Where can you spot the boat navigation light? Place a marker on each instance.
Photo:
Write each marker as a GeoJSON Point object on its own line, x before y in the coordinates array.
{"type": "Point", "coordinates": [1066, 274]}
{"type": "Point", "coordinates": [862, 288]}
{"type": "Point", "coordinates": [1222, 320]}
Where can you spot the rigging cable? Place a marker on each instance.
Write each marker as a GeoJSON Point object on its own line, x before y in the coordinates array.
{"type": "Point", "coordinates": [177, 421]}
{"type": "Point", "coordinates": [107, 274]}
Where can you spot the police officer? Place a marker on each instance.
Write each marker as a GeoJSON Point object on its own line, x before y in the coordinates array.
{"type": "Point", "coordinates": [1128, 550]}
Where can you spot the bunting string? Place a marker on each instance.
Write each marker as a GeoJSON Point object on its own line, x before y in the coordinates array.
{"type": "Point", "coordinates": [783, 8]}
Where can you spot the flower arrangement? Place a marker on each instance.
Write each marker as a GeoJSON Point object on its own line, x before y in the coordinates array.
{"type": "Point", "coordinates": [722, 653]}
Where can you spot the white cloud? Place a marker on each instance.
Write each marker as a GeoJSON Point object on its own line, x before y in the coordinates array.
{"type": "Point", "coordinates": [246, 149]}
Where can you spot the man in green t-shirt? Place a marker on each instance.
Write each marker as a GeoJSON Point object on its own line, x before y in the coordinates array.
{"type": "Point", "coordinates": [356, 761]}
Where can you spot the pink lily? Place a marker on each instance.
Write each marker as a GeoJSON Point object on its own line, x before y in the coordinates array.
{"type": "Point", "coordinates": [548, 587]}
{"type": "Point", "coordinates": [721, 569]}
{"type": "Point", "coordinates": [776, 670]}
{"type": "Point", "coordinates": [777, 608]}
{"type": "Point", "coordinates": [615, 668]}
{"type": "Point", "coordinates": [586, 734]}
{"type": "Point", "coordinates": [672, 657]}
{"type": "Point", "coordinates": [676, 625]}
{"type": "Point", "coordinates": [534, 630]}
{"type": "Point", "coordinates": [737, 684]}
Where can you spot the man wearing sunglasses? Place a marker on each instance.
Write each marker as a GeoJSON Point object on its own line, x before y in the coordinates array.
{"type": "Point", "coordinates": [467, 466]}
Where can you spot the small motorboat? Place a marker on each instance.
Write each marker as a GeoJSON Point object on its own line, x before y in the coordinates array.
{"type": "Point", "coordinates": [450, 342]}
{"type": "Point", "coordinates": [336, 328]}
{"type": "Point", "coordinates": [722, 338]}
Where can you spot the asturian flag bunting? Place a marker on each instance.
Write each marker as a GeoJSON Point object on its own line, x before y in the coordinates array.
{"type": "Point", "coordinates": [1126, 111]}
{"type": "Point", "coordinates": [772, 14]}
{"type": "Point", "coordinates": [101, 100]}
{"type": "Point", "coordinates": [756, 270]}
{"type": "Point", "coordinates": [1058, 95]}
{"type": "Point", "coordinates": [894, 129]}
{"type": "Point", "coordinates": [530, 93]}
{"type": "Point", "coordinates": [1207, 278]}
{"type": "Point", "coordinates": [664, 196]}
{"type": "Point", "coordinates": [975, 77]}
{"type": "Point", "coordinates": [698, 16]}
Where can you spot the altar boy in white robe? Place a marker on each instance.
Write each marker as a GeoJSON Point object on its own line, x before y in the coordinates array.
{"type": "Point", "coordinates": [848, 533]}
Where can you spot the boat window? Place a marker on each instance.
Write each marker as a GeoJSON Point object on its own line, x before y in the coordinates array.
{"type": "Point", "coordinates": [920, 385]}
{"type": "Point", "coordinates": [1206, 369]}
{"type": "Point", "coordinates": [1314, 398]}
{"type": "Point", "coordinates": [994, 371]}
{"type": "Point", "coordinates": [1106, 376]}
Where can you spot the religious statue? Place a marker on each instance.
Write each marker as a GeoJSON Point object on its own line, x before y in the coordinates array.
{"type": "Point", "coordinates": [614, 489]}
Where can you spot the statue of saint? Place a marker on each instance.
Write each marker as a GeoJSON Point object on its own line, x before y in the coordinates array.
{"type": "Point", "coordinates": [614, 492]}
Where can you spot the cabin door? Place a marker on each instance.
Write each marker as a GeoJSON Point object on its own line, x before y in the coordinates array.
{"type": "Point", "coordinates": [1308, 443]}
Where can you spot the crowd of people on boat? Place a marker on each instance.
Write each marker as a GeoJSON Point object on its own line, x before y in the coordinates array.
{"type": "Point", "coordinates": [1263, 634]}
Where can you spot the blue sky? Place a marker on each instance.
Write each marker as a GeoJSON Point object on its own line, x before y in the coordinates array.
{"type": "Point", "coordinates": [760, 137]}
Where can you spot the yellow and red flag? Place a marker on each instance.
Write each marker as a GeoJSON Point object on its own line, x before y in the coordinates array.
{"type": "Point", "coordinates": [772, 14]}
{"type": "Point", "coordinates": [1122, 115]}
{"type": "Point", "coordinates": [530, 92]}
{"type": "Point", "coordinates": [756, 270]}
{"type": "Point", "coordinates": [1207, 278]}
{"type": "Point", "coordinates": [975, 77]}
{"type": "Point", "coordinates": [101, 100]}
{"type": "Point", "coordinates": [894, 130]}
__________
Task instructions → Nothing should be returned except the lines from the first line of the data above through the line with "Where can you spot the flower", each one exact.

Answer to this exercise →
Where can you spot the boat navigation light? Place a marker on each instance.
Photo:
Write each marker as a GeoJSON Point object on its own line, x before y in the coordinates array.
{"type": "Point", "coordinates": [1066, 274]}
{"type": "Point", "coordinates": [862, 288]}
{"type": "Point", "coordinates": [1222, 320]}
Where can you spot the rigging cable? Place a marker on each instance.
Write each marker as a GeoJSON Point object on its own line, x before y in the coordinates array.
{"type": "Point", "coordinates": [177, 421]}
{"type": "Point", "coordinates": [107, 274]}
Where can you spot the police officer? Place a marker on each instance.
Write each marker as a GeoJSON Point object on its own line, x before y in the coordinates array.
{"type": "Point", "coordinates": [1128, 550]}
Where can you spot the bunting string? Place a marker on each instance.
Write each marker as a GeoJSON Point object on its own line, x before y in the coordinates array.
{"type": "Point", "coordinates": [783, 8]}
Where can you spot the flower arrangement? Place a marker on each instance.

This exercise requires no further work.